Required work:
Answer these from the article on hog farming in Albin:
1. How many people live in Albin?
2. How many sows does Jim Lerwick own?
3. How far is Theron Anderson's house from the two hog farm sites?

Reading passage:
▶

ALBIN, Wyo. - In this town of just 120 people some 50
miles southeast of Wheatland, hogs have been a part of the
landscape for a decade.
But the owner of a
mini-empire of 11,000 sows, which bear up to 250,000 pigs a year,
isn't corporate; he's local farmer Jim Lerwick. Because Lerwick is
from Albin, because he's rounded up 75 individual investors, some
of them local farmers, and because he jumped the gun on the
negative publicity pouring out of Iowa and North Carolina,
resistance to his hog farms has been less intense and less
organized than opposition to hog farming in
Wheatland.
He still faces opposition. Theron
Anderson's house sits two miles from two different hog farm sites
just outside of Albin. A large man, Anderson speaks slowly and with
an air of misgiving. He says that the odor from the hogs can be
"unbearable." He now takes medication for a sinus problem that he
did not have before the pigs moved in. Anderson says he also
wonders if Lerwick is using more than his fair share of
water.

◀

Dataset content:

▶

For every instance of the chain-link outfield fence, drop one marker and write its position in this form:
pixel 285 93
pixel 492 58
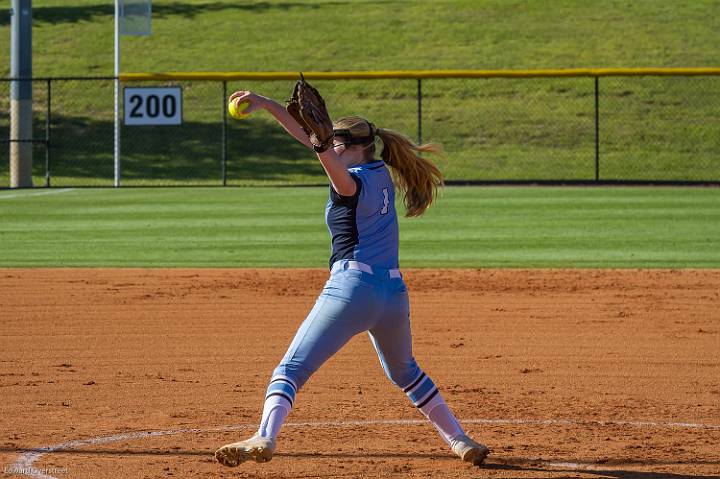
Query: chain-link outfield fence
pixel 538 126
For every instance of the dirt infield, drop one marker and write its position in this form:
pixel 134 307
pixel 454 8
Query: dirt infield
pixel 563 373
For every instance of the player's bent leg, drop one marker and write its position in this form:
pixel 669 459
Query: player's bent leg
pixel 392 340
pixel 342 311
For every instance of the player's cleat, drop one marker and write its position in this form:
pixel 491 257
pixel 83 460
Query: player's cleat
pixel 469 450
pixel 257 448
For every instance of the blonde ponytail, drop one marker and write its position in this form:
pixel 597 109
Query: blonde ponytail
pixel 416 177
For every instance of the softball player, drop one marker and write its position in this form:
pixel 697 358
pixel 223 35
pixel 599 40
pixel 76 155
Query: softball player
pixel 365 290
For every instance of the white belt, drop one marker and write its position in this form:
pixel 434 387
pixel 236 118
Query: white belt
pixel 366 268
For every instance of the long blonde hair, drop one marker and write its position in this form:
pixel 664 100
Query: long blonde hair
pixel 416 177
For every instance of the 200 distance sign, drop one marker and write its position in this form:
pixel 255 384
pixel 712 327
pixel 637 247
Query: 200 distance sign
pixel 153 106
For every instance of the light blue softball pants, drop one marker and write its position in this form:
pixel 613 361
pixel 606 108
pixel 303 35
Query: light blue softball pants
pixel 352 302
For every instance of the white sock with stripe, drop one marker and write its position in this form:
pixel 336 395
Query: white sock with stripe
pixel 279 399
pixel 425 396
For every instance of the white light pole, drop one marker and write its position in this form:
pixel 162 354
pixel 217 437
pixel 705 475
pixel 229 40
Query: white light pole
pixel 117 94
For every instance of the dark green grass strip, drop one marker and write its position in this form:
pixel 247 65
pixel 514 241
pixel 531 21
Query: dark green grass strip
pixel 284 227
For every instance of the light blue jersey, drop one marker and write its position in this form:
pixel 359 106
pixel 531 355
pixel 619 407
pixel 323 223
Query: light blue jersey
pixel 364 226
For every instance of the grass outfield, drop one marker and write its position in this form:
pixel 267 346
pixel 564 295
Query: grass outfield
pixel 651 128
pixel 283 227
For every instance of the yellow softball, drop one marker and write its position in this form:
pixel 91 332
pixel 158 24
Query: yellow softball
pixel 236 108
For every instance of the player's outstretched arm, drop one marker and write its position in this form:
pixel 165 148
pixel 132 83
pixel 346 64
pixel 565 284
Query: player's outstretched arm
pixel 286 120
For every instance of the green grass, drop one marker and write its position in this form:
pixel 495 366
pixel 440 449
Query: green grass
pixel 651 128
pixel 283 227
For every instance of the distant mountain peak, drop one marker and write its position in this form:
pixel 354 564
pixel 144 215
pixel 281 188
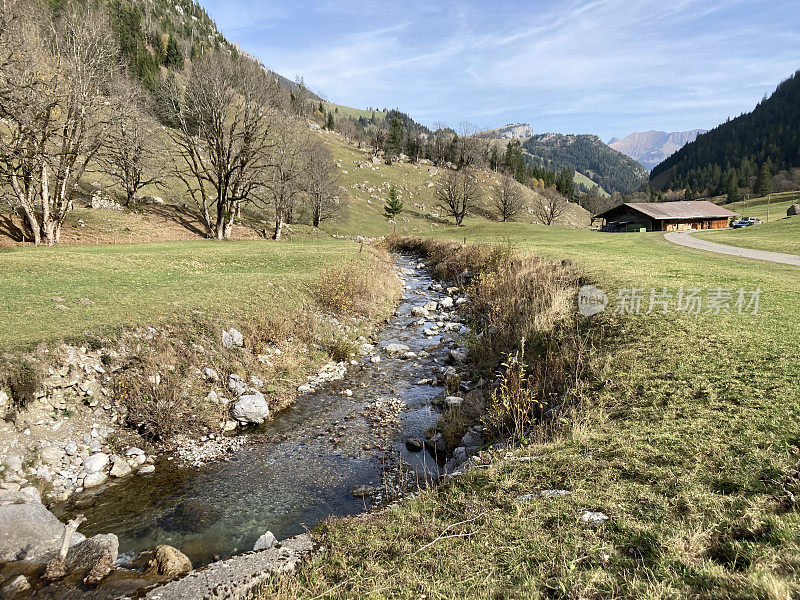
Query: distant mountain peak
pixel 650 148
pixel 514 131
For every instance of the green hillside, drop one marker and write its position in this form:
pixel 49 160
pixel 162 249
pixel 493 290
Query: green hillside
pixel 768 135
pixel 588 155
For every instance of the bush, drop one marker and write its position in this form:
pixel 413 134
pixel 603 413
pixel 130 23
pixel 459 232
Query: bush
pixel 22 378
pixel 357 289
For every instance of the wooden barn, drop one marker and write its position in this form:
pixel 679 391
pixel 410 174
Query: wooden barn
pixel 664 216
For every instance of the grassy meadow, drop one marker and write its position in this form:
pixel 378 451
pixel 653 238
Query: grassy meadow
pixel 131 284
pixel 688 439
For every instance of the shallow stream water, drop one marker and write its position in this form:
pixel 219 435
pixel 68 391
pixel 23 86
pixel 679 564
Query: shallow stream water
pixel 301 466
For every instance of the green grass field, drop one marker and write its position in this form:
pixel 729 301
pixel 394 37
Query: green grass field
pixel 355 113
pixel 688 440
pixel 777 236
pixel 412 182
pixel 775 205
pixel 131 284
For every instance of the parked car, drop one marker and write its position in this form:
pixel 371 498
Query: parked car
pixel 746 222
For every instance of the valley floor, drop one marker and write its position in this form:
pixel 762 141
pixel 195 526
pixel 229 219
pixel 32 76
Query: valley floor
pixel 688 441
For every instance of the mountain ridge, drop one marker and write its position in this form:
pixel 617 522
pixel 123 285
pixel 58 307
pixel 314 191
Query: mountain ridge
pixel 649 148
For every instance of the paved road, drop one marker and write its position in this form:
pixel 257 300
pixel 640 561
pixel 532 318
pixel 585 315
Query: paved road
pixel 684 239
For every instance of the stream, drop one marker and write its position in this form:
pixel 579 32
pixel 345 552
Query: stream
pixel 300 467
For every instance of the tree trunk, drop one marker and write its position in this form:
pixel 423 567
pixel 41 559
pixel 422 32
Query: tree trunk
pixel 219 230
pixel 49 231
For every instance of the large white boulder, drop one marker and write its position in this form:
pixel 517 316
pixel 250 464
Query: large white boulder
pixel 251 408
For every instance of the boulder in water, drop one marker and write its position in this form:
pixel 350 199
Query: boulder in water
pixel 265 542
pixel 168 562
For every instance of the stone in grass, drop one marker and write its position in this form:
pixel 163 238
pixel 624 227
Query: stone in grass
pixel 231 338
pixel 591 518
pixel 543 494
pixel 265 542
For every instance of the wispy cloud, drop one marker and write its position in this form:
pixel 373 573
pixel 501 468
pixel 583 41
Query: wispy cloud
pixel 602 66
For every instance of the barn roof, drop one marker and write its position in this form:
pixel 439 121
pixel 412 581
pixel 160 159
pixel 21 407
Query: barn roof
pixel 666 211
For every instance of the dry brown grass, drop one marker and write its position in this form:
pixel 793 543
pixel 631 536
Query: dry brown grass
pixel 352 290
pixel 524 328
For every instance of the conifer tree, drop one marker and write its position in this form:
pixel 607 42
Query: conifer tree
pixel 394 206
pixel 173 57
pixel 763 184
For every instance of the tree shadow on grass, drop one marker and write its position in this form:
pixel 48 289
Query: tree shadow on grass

◀

Task answer:
1. 120
2. 11,000
3. Two miles